Write out every line of the records below verbatim, without altering any word or character.

________________________

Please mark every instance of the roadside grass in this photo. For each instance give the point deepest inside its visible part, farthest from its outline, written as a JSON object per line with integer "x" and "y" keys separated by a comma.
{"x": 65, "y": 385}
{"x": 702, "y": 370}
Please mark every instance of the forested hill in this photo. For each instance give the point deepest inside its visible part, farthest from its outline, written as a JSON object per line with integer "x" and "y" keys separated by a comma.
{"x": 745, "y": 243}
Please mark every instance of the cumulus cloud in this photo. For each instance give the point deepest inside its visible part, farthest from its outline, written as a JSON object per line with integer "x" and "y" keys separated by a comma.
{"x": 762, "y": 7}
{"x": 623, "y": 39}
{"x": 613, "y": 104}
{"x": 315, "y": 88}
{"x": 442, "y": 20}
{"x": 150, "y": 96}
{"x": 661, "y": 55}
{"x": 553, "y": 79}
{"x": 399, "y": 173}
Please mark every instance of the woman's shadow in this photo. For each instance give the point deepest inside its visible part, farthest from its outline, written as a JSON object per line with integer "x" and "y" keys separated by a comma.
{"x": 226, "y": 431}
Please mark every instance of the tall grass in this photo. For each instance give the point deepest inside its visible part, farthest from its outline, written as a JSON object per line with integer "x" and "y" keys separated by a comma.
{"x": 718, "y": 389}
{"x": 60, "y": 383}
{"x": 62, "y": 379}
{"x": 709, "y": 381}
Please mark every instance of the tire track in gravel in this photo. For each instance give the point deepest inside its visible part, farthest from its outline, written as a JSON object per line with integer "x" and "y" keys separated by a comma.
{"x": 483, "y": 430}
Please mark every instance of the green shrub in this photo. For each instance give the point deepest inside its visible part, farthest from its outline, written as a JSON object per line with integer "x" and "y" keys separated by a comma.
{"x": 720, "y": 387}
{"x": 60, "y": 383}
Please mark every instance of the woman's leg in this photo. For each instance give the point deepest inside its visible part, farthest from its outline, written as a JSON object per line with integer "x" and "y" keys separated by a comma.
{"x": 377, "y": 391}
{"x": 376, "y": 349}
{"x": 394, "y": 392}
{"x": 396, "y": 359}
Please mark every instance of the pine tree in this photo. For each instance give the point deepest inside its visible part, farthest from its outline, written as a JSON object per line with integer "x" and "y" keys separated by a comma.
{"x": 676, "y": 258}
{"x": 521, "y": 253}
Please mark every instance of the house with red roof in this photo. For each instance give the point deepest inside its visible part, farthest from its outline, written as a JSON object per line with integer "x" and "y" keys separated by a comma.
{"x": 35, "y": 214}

________________________

• [Final result]
Please mark every instance of the roadside grass in this photo. For each instance give the point deepest inside its visible part, farthest from its outline, written as a JSON object per line with integer "x" and "y" keys separated by a comma.
{"x": 65, "y": 385}
{"x": 702, "y": 370}
Please mark every instance of the forested hill in this photo. For each instance give the point deepest inside its visible part, farthest from its outline, written as a JSON object per line with integer "x" and "y" keys separated by a comma.
{"x": 745, "y": 243}
Please mark every instance of the cumulus cloud in this photo. For each instance give the point deepest inside its visible part, farthest from its outline, written as a JSON object per line with integer "x" and "y" keys separated by a comma.
{"x": 762, "y": 7}
{"x": 623, "y": 39}
{"x": 613, "y": 104}
{"x": 315, "y": 88}
{"x": 442, "y": 20}
{"x": 150, "y": 96}
{"x": 661, "y": 55}
{"x": 553, "y": 79}
{"x": 399, "y": 173}
Please mark every instance of the woman's shadow in this photo. For each instance give the point deepest inside its visible part, farthest from its outline, written as a JSON object per line with integer "x" and "y" keys separated by a comma.
{"x": 226, "y": 431}
Please mark every instance of the tall grass in this photo. For each instance give the point deepest inside its visible part, farthest from its outline, written as a JSON object per line with integer "x" and "y" keys separated by a comma.
{"x": 718, "y": 389}
{"x": 60, "y": 383}
{"x": 62, "y": 379}
{"x": 709, "y": 381}
Please mark every instance of the tire track in gravel in this photo. For each instance give the point deepest inside its visible part, farthest from its outline, written as a JSON object per line with integer "x" and "y" keys separated by a comma.
{"x": 483, "y": 430}
Please mark every instance of the green shrub in this photo. For each instance give the point deepest inside its visible part, farthest from its outline, written as a JSON object per line with integer "x" and "y" keys separated by a comma.
{"x": 720, "y": 387}
{"x": 60, "y": 383}
Please mark every instance of the woman's leg in this photo. For each instance give the point deepest inside its visible part, farthest from its outline, written as a JSON object per line with integer "x" and "y" keys separated by a comma.
{"x": 377, "y": 391}
{"x": 376, "y": 349}
{"x": 394, "y": 392}
{"x": 396, "y": 359}
Please mark every instance of the pine tree in this photo. For each instance give the point deepest inside its visible part, farthest from its outline, written as a JSON object per line with integer "x" and "y" keys separated by a comma.
{"x": 676, "y": 258}
{"x": 521, "y": 253}
Please mark every instance of the house with red roof in this photo. For each instance give the point deepest inside its visible part, farthest from its outline, written as a JSON object per line with integer "x" and "y" keys separated by a comma.
{"x": 35, "y": 214}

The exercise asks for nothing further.